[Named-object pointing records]

-=-=-=-=-

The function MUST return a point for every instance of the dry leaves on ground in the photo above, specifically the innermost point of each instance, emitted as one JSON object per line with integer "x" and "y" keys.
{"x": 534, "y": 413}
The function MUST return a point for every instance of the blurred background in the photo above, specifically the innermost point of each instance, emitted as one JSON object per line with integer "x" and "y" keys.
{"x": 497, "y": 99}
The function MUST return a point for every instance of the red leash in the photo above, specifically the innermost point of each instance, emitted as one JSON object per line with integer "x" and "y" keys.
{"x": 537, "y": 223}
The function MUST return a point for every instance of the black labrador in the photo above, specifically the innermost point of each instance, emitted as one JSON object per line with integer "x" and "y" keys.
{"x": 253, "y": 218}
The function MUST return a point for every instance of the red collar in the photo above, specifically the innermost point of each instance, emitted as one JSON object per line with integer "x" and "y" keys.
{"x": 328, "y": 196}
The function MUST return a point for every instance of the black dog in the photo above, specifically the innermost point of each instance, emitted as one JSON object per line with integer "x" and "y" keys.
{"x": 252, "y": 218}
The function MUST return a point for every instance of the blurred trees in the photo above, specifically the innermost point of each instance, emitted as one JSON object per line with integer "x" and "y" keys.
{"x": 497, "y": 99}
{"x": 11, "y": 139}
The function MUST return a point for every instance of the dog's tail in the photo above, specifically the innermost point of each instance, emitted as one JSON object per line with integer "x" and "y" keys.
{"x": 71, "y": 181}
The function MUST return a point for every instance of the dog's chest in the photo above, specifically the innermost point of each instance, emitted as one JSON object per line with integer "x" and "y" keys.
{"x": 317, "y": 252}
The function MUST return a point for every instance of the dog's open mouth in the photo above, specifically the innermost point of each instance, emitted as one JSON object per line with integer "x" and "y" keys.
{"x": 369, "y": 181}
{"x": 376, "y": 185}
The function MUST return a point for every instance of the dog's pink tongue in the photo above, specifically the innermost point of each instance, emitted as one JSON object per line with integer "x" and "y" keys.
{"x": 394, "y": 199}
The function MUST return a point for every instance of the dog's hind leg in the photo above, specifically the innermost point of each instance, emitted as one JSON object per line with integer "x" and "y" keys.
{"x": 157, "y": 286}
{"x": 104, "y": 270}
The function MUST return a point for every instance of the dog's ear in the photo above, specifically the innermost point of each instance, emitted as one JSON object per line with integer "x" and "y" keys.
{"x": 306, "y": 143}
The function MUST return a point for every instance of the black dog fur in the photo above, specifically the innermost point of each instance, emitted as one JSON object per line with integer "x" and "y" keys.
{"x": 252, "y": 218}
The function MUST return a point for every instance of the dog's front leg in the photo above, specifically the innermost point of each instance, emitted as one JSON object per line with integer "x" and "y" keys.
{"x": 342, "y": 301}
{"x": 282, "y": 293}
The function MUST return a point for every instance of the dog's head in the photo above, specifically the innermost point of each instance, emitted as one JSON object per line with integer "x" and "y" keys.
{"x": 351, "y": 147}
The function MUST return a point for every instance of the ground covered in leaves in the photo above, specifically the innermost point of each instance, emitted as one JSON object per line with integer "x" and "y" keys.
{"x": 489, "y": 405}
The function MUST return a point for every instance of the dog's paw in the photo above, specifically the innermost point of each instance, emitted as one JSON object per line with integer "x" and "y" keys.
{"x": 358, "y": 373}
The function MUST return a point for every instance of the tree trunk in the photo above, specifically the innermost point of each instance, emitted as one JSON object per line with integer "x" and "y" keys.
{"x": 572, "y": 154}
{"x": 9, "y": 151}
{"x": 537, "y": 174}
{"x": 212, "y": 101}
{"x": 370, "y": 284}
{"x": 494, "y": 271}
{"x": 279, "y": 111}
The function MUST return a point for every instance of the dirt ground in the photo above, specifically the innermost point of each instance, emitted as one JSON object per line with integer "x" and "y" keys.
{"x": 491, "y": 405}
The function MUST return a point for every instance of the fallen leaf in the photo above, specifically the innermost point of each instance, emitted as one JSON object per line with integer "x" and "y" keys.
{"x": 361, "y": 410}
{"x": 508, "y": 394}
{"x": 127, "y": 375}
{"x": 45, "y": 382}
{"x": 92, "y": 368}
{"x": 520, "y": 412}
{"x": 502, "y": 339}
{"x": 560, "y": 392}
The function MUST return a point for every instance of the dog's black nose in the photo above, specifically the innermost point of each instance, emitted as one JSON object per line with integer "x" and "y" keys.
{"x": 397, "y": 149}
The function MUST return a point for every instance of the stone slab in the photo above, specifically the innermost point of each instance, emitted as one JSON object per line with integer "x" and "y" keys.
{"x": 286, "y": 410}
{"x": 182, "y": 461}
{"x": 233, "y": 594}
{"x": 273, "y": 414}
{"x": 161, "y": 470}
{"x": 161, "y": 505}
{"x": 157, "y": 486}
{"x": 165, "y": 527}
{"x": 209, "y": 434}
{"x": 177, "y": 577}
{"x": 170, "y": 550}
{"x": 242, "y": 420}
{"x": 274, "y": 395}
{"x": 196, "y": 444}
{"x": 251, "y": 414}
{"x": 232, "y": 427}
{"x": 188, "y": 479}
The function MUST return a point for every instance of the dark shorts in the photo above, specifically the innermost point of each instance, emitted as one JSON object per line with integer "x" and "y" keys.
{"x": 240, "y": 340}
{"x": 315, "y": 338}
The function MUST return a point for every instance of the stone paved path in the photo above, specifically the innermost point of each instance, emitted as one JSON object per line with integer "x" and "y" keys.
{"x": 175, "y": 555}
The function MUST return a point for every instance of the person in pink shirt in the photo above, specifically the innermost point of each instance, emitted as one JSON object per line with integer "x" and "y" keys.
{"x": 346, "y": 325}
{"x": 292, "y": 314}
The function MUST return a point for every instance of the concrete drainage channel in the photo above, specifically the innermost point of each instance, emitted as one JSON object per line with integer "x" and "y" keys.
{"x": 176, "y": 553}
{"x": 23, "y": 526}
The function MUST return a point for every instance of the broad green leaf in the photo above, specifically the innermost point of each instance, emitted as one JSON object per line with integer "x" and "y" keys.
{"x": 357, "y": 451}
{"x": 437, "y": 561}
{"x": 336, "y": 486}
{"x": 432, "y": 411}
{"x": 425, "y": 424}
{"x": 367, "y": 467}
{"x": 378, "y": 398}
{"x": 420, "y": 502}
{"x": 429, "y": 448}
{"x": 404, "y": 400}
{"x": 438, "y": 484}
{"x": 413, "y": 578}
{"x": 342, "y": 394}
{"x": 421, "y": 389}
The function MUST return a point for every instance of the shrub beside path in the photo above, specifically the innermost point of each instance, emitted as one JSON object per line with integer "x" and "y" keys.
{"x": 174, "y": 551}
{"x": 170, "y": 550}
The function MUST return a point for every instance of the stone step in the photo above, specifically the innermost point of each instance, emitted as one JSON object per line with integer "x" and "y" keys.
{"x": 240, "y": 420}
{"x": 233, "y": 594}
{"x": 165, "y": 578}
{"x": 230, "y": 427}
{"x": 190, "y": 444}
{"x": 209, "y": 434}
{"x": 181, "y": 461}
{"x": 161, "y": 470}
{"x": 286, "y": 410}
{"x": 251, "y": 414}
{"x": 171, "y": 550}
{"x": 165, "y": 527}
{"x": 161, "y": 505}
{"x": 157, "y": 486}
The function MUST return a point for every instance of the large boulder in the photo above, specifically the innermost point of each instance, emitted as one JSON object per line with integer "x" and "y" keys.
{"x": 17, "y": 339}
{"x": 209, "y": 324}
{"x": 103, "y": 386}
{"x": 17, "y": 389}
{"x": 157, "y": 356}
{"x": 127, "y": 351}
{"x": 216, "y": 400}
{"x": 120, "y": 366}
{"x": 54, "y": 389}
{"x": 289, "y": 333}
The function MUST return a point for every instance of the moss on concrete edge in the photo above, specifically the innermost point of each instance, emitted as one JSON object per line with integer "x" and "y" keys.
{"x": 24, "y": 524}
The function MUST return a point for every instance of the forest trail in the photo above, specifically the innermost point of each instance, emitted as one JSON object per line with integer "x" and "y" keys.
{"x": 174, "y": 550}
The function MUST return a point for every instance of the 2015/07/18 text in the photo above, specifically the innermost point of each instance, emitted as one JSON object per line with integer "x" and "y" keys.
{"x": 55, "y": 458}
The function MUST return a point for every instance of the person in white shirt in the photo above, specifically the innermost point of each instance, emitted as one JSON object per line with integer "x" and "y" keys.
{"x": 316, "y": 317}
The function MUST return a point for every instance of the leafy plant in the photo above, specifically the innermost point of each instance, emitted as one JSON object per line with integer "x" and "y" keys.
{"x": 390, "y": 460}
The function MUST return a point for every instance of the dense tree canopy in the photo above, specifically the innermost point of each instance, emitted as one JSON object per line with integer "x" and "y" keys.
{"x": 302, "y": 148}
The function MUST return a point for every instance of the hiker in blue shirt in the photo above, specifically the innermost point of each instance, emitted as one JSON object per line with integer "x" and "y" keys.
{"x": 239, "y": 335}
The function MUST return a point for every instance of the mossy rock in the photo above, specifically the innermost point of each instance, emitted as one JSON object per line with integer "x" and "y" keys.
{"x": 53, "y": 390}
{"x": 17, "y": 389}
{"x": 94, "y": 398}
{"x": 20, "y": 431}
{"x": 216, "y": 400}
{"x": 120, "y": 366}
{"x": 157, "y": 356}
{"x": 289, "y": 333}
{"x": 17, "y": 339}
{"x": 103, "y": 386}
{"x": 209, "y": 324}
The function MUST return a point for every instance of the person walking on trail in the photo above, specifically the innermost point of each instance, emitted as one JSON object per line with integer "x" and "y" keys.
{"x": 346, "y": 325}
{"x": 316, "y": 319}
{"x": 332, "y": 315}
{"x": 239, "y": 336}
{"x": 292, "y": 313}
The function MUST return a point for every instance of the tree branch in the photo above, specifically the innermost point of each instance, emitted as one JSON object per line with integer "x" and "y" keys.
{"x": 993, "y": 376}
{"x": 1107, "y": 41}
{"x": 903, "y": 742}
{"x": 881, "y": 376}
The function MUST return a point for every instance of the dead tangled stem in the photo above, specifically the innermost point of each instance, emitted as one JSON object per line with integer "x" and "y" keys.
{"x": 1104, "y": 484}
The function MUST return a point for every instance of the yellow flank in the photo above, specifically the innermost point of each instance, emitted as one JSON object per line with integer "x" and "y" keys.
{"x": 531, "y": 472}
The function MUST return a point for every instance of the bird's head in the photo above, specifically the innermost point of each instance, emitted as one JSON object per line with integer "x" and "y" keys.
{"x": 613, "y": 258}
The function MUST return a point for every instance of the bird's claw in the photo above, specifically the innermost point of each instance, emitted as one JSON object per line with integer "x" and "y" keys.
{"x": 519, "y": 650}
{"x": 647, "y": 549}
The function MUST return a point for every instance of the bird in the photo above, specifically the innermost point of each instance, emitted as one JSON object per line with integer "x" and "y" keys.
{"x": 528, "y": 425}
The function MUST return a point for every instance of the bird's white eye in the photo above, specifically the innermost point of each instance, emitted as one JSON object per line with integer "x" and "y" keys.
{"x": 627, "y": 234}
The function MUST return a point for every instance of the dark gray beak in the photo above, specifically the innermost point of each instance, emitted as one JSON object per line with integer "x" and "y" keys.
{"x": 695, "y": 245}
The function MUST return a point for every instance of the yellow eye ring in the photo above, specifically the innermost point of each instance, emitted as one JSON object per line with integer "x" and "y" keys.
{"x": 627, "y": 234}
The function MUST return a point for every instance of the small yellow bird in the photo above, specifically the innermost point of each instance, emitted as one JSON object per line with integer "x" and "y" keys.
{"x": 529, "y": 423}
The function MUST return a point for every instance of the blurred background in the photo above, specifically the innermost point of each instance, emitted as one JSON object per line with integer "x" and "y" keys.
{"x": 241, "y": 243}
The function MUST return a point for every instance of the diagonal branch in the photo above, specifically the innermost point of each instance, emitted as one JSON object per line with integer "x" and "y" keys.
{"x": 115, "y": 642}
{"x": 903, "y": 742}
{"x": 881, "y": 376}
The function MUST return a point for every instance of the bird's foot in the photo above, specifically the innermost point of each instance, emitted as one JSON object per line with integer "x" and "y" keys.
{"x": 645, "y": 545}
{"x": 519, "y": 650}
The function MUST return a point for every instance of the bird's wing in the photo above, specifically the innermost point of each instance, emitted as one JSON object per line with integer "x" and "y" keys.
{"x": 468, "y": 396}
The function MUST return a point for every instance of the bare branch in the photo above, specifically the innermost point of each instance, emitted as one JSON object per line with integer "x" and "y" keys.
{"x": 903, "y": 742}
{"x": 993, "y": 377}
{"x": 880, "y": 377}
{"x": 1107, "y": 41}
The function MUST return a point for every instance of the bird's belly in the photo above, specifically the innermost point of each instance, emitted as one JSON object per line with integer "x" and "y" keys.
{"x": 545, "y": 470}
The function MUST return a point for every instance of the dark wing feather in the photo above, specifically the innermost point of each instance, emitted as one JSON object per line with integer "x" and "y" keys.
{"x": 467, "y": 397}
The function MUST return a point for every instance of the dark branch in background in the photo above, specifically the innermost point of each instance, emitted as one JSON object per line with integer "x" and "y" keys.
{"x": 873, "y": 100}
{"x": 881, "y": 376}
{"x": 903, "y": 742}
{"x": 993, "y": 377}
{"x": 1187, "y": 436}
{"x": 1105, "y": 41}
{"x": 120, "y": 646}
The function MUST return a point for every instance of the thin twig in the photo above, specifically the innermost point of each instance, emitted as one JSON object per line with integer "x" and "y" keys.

-=-=-=-=-

◆ What is needed
From the line holding "the dark wing" down to the final line above, quote every line exactly and only those lines.

◆ Answer to the problem
The function MUST return a point for every instance of the dark wing feather in the photo above, specifically the innermost point of each instance, emitted as one JSON object per line with integer "x" and "y" keys.
{"x": 467, "y": 397}
The function MUST return a point for every instance of the dark branch in background in the photo above, specifically the innermost point of each instance, emitted as one JSON object per line with integer "x" and "y" keys.
{"x": 873, "y": 100}
{"x": 881, "y": 376}
{"x": 903, "y": 742}
{"x": 993, "y": 377}
{"x": 1187, "y": 436}
{"x": 1105, "y": 41}
{"x": 120, "y": 646}
The function MUST return a point for every instance of the thin twig in the photo above, specifically the innermost point of each instance, emitted as one JSON object per line with integer "x" and "y" keys.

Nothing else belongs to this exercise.